--- START OF EXTRACT TO READ ---

If the oil is amber in color, then the oil has been changed recently. This is a good sign, and this can be a way to tell if the seller is honest if they said they changed the oil recently.

If the oil looks like a melted chocolate milkshake and is runny, then this is very bad. A very runny or chocolate color oil means there is water in the engine and you should walk away from the deal.

Don’t forget to check the oil level. Just like a car you have high and low points on the dipstick that shows you the level. You want the oil level to be in the middle. If you don’t see any oil, then it’s either in the hull or was never put in which is very bad.

If you see oil in the bottom of the hull, then that is not a good sign. There should be no oil unless it’s a 2-Stroke in the hull of a jet ski. If it’s a 2-Stroke, then the oil tank or lines are leaking. If it’s a 4-Stroke with oil in the hull, then something is not right, and I would avoid it.

--- END OF EXTRACT TO READ ---
--- START OF DATA EXCERPTS ---

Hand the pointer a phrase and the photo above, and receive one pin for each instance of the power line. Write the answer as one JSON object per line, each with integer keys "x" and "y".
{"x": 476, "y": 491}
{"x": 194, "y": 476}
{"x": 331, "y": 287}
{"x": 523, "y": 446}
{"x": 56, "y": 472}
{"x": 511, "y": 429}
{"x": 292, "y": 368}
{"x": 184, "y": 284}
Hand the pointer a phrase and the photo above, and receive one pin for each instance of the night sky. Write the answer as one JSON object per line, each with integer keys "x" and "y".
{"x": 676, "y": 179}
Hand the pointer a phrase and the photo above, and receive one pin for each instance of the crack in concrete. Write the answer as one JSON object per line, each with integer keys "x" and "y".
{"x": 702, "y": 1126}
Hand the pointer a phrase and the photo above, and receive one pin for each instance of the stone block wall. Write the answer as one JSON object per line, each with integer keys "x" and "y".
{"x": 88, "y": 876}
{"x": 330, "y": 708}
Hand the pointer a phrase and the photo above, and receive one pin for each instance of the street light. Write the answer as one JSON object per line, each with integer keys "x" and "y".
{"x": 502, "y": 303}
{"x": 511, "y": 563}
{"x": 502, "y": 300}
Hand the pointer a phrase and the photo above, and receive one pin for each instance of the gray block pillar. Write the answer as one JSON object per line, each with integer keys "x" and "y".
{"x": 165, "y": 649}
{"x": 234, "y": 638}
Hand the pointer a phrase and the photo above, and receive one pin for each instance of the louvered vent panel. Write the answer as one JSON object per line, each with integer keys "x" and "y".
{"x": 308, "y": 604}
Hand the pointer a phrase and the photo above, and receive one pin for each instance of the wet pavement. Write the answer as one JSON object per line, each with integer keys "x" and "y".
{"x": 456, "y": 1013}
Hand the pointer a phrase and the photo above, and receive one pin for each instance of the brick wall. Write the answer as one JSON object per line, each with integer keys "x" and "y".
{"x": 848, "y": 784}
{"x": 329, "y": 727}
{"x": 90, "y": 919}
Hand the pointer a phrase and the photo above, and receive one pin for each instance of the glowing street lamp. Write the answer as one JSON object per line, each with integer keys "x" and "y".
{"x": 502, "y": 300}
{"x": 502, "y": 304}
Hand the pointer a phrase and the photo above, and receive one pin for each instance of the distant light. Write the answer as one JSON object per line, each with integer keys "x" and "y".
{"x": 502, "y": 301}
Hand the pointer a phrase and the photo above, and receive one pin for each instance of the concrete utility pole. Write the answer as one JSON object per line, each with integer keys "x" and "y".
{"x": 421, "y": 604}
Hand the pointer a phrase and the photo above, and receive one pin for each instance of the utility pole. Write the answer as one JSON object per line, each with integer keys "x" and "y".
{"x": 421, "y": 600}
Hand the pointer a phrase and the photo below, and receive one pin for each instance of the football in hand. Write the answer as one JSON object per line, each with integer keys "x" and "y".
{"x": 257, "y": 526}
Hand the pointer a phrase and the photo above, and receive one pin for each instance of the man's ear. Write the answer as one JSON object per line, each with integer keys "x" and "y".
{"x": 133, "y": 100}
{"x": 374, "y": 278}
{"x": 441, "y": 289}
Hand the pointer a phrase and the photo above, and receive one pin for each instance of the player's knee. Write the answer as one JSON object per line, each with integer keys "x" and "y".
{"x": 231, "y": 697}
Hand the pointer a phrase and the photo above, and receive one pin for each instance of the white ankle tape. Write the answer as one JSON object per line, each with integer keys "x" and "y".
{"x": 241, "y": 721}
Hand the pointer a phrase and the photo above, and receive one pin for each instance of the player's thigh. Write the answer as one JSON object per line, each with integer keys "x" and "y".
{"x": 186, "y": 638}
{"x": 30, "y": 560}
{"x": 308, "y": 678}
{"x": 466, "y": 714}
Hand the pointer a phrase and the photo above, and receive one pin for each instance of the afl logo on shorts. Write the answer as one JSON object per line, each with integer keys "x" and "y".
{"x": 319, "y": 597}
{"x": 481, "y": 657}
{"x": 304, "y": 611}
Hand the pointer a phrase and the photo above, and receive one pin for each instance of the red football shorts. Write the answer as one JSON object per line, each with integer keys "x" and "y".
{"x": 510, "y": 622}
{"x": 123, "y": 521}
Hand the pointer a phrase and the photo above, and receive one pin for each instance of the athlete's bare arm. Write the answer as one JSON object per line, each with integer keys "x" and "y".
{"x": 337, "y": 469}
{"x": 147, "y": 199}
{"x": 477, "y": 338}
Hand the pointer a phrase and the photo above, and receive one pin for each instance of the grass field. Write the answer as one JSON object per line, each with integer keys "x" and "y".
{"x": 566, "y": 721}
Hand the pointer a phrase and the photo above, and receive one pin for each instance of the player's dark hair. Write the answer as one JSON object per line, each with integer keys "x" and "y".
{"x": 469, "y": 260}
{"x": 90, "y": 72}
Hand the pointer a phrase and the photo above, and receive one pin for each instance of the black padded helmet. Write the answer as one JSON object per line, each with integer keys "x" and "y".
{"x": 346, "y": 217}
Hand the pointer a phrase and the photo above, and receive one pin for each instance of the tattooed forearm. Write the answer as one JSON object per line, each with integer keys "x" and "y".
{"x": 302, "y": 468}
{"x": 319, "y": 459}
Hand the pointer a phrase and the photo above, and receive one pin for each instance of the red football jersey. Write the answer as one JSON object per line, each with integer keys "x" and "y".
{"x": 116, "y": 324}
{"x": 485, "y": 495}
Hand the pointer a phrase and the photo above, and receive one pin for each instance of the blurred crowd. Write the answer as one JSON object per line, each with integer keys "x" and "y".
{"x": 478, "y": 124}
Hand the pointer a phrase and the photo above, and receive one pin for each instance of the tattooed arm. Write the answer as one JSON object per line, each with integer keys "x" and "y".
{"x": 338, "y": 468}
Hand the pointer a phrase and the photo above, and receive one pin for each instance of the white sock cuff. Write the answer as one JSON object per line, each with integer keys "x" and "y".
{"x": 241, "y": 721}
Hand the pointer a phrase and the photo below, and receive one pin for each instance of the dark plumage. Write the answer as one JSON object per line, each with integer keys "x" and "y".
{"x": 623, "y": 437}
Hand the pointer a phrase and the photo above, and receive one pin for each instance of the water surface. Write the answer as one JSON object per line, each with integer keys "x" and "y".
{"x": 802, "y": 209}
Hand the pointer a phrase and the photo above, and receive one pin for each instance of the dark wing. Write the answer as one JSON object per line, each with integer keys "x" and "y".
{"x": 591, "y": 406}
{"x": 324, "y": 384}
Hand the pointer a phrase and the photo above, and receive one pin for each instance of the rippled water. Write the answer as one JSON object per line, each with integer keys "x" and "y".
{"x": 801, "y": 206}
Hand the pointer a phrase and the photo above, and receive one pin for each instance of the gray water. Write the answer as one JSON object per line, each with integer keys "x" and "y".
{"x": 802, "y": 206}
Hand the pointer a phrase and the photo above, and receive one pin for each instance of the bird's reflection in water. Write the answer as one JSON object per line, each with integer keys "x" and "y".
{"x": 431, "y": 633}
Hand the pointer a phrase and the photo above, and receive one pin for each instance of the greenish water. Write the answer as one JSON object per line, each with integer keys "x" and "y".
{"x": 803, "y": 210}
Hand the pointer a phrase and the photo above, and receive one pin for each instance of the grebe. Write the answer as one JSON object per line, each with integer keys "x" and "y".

--- END OF DATA EXCERPTS ---

Please decide whether each of the following statements agrees with the text on checking jet ski oil. Answer yes or no for each, quoting the words of the text that settle it.
(a) Amber-colored oil means the oil was changed recently.
(b) The oil level should sit at the high point on the dipstick.
(c) Oil in the hull of a 2-Stroke jet ski points to a leaking oil tank or lines.

(a) Yes: "If the oil is amber in color, then the oil has been changed recently."
(b) No: "You want the oil level to be in the middle."
(c) Yes: "If it’s a 2-Stroke, then the oil tank or lines are leaking."